Source records:
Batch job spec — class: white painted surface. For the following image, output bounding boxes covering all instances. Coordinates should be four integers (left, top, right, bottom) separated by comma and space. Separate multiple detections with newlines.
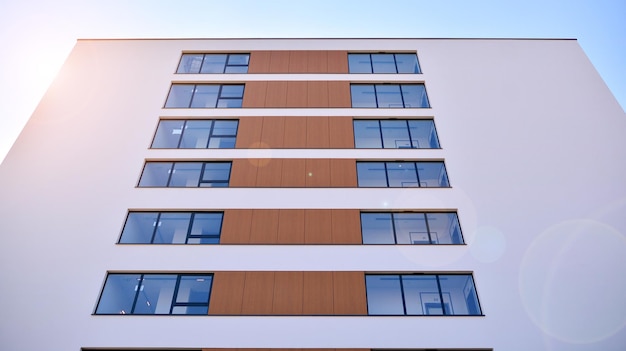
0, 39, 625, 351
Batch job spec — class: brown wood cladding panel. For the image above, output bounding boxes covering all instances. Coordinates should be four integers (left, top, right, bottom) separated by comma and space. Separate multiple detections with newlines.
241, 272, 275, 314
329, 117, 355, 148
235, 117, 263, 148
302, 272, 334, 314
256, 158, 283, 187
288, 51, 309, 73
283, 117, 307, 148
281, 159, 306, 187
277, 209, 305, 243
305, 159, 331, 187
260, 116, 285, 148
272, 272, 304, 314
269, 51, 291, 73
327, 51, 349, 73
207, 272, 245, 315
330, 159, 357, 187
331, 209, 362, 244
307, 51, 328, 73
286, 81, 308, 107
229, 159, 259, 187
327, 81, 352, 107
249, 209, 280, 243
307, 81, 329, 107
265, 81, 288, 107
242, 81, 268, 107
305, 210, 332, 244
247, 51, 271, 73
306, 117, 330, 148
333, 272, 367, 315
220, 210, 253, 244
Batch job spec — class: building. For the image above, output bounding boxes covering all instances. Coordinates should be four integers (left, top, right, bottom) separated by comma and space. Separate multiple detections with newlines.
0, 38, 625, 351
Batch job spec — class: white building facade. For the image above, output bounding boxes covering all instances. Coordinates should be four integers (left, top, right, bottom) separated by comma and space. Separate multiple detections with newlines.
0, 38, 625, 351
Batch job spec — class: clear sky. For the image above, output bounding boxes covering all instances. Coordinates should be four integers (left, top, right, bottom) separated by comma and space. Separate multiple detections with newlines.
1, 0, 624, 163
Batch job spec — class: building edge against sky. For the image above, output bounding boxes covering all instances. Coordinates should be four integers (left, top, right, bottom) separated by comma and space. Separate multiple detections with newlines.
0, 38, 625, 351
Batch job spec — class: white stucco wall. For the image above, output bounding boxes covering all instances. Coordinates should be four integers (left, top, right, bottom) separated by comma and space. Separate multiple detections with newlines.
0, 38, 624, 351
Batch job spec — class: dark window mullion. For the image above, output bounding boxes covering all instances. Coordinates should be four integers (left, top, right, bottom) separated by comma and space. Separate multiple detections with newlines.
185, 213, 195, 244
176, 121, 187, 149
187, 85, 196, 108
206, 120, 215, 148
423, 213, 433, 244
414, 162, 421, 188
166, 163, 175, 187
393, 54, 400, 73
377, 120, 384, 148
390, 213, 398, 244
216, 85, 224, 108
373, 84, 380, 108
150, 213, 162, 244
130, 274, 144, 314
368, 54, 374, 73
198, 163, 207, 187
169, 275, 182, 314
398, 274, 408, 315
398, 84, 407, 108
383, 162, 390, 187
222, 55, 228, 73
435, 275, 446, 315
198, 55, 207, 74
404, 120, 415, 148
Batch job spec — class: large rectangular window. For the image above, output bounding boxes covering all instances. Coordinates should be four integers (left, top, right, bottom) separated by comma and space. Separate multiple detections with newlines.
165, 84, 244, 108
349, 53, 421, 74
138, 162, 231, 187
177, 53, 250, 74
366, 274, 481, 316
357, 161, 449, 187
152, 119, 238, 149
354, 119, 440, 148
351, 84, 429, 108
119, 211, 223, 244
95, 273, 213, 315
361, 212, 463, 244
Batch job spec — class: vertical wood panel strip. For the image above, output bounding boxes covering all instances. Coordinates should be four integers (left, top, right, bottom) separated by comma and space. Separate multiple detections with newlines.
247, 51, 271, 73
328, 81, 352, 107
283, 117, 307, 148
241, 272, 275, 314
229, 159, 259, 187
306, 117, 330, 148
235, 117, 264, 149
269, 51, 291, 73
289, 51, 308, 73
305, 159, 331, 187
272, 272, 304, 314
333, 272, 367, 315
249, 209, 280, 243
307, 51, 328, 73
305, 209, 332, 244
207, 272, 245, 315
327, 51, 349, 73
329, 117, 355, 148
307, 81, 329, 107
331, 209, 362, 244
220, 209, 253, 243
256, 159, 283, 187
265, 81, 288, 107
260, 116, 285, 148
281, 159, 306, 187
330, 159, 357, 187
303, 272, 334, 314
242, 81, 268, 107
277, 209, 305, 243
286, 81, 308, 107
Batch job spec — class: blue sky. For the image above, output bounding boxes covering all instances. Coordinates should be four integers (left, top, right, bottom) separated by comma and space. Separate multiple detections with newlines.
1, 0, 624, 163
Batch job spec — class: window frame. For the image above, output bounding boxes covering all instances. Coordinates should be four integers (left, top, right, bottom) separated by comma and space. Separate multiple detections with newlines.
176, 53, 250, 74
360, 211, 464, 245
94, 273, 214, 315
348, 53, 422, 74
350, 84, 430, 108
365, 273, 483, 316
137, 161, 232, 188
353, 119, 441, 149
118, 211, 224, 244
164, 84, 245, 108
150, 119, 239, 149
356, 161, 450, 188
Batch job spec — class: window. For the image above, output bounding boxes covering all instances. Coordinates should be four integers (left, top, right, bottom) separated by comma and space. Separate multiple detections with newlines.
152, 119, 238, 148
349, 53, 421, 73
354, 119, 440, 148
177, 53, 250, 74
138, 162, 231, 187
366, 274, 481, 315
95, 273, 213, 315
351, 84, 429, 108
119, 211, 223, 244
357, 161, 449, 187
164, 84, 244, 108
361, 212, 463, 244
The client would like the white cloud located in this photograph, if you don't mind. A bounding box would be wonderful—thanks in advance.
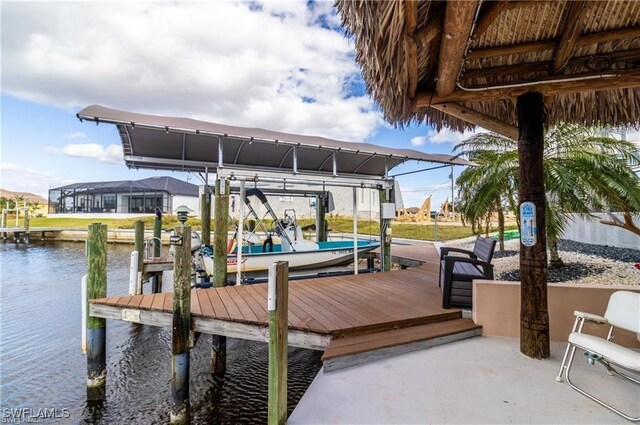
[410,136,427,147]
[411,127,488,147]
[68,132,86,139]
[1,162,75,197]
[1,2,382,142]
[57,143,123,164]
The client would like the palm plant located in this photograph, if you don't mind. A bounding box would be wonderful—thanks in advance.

==

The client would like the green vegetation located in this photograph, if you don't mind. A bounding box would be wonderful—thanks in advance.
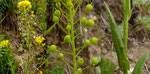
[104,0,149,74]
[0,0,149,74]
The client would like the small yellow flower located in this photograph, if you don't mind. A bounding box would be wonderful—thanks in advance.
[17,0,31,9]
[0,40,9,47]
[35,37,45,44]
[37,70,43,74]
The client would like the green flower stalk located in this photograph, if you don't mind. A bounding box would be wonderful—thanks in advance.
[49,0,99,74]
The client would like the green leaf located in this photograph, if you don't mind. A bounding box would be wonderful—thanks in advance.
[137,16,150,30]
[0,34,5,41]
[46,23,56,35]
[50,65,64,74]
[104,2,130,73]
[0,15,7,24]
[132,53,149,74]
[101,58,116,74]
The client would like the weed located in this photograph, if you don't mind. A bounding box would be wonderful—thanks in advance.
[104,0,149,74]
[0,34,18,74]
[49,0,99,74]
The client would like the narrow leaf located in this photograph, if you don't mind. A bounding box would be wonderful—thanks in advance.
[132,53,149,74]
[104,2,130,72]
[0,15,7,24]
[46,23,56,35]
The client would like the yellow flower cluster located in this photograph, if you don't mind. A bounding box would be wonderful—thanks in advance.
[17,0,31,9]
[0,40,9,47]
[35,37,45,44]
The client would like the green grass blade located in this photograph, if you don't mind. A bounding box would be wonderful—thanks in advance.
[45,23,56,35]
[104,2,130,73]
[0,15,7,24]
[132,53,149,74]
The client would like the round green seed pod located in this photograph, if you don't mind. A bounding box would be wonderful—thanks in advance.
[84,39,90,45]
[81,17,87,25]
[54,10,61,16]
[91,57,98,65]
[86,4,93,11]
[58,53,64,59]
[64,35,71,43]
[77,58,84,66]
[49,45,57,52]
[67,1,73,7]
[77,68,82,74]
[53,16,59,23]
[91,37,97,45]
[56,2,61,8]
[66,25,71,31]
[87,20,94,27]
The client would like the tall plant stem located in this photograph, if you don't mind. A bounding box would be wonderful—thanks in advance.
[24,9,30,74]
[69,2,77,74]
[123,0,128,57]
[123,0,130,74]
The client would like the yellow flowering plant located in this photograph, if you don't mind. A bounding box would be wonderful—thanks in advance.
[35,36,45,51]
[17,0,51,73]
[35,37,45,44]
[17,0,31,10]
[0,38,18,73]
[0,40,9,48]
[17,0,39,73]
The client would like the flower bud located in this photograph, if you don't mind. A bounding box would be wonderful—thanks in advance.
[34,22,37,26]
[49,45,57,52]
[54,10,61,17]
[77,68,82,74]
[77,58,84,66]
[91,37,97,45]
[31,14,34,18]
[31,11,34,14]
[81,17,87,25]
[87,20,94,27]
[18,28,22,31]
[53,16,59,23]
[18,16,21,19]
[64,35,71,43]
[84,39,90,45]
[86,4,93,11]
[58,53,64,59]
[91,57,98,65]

## YOUR INSTRUCTIONS:
All that is wanted is the lines above between the one containing "Batch job spec — class: window." and the one containing "The client would like the palm", inclusive, restated word for word, with pictures omitted.

## EXPECTED ANSWER:
Batch job spec — class: window. For the image above, output bounding boxes covering all instances. Coordinates should be four integers (left, top, right, bottom) separated by comma and space. Separate multiple detections with newlines.
152, 119, 238, 148
349, 53, 421, 73
354, 119, 440, 148
177, 53, 250, 74
138, 162, 231, 187
366, 274, 481, 315
95, 273, 213, 315
351, 84, 429, 108
119, 211, 223, 244
357, 161, 449, 187
164, 84, 244, 108
361, 212, 463, 244
The client would like the white cloud located in this photograph, if you don't mind. A bounding box would be wonderful—thanks in advance.
[410,136,427,147]
[411,127,488,147]
[68,132,86,139]
[1,162,75,197]
[1,2,382,142]
[57,143,123,164]
The client would like the palm plant located in this photograph, if you don't mind. A bounding box would be wonderful—thanks in advance.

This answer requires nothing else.